Copy out all the records, word for word.
(begin)
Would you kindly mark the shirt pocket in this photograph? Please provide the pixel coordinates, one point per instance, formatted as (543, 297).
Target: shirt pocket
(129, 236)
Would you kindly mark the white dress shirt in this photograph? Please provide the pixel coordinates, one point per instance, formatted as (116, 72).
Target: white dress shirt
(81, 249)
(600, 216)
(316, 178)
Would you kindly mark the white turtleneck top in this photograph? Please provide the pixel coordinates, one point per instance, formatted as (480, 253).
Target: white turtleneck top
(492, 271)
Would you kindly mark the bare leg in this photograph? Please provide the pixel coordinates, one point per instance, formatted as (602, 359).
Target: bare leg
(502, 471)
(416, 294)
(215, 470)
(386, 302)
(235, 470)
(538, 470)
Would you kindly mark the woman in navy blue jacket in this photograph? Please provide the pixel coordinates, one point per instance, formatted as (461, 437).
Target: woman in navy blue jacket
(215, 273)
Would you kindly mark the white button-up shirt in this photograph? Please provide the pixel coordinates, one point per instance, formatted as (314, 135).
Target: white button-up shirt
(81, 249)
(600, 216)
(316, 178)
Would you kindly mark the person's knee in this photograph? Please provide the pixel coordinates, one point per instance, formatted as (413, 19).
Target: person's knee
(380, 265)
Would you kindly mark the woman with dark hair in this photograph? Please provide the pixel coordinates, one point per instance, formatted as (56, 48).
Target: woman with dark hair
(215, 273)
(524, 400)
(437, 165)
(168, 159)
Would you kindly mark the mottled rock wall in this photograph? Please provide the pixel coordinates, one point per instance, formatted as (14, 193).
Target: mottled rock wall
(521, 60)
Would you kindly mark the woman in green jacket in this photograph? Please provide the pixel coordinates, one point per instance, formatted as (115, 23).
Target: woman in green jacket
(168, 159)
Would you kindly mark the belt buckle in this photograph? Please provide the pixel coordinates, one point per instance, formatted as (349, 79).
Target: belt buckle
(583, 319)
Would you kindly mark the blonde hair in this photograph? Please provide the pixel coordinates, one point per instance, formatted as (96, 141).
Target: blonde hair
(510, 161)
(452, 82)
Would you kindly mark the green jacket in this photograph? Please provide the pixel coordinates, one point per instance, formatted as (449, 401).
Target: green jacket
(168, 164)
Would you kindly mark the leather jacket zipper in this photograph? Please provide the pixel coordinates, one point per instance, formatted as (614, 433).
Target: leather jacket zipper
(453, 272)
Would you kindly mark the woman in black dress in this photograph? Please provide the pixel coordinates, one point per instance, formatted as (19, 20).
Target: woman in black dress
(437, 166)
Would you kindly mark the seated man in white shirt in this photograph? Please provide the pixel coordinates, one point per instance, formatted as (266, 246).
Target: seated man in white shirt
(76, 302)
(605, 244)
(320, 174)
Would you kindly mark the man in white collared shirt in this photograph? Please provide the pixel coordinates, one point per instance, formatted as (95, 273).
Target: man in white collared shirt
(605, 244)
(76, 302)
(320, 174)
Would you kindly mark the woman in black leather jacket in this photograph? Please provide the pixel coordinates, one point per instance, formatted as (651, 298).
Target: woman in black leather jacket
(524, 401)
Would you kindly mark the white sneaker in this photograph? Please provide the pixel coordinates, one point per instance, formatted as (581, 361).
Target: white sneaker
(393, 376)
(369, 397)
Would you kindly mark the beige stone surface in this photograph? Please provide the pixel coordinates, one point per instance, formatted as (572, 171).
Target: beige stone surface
(end)
RESULT |
Would you kindly mark the shirt pocket in this photograph? Please provide the pixel coordinates, one point per instance, formatted as (543, 297).
Target: shirt pocket
(129, 236)
Would you kindly mark the white dress shirt in this photograph? Please provide the pixel coordinates, one point per instance, formatted as (116, 72).
Target: white dress shirt
(81, 249)
(600, 216)
(316, 178)
Would you kindly mark the white turtleneck top in this photograph? Please provide the pixel coordinates, one point per instance, formatted as (480, 253).
Target: white turtleneck top
(492, 271)
Would you kindly mark the bare leg in this photograph? Please provide the pixel coordinates, one point per instance, formatted as (602, 359).
Target: bare leg
(502, 471)
(416, 294)
(215, 470)
(386, 302)
(235, 470)
(538, 470)
Would you kindly mark the woman in navy blue jacket in this photograph? Please provide the pixel coordinates, one point per instance, formatted as (461, 437).
Target: woman in navy blue jacket
(215, 273)
Would you kindly mark the white button-up shirt in this photograph? Please provide the pixel coordinates, one point per instance, formatted as (314, 135).
Target: white button-up shirt
(81, 249)
(600, 216)
(316, 178)
Would you kindly mark the person's knee in this photograph? Please provide the pixel coordinates, one point per instance, formatted as (413, 19).
Target: person's knee
(380, 265)
Would you kindly mark the woman with dark hair in this photograph? Please provide the pixel coordinates, one point per instance, formatted as (56, 48).
Target: woman with dark hair
(215, 273)
(524, 400)
(437, 165)
(168, 159)
Would you kindly mark the mottled rock wall in this photograph? Please provide the pixel coordinates, one point per instance, formatted as (14, 193).
Target: mottled rock wall
(521, 60)
Would you kindly mark the woman in green jacket in this photograph? Please provide the pixel coordinates, one point per instance, formatted as (115, 23).
Target: woman in green jacket
(168, 159)
Would you kindly mark the belt buckle in this photograph? Please provide the pixel coordinates, one point per instance, formatted as (349, 79).
Target: belt buckle
(583, 319)
Would you kindly mark the blonde hair in this photograph? Please provide the pixel coordinates, one point per instance, formatted as (96, 141).
Target: blonde hair
(510, 161)
(452, 82)
Would you kindly mark the green jacket in this photograph? Please provide the pixel coordinates, one point per instance, formatted as (449, 401).
Target: green jacket
(168, 164)
Would you kindly mark the leather jacket zipper in this photograph? Please provide the pixel coordinates, one point per instance, formatted as (614, 433).
Target: leather jacket zipper
(453, 272)
Would you kindly mark the woman in black dress in this photograph? Please provide the pixel coordinates, one point per instance, formatted as (19, 20).
Target: woman in black dress
(437, 166)
Would you kindly mark the seated man in white shirt in this photograph? Please provide the pixel coordinates, one point per instance, formatted as (266, 246).
Target: seated man in white shirt
(76, 302)
(605, 244)
(320, 174)
Would you kindly mark the man in white collared shirt in this photograph? Please provide the pixel coordinates, one point per instance, formatted as (95, 273).
Target: man in white collared shirt
(605, 244)
(76, 302)
(320, 174)
Would you kindly mark the woman in black leather jacket in this photograph? Please provide the pixel coordinates, one point per instance, formatted as (651, 298).
Target: woman in black leather jacket
(524, 401)
Would you kindly mark the white sneaker in this photograph? Please provide the pixel coordinates, one point per instance, formatted as (581, 361).
Target: white sneaker
(393, 376)
(369, 397)
Would you kindly mark the beige stone surface in this photograph? Please provide the pixel coordinates, one point per instance, formatted as (572, 171).
Target: beige stone surface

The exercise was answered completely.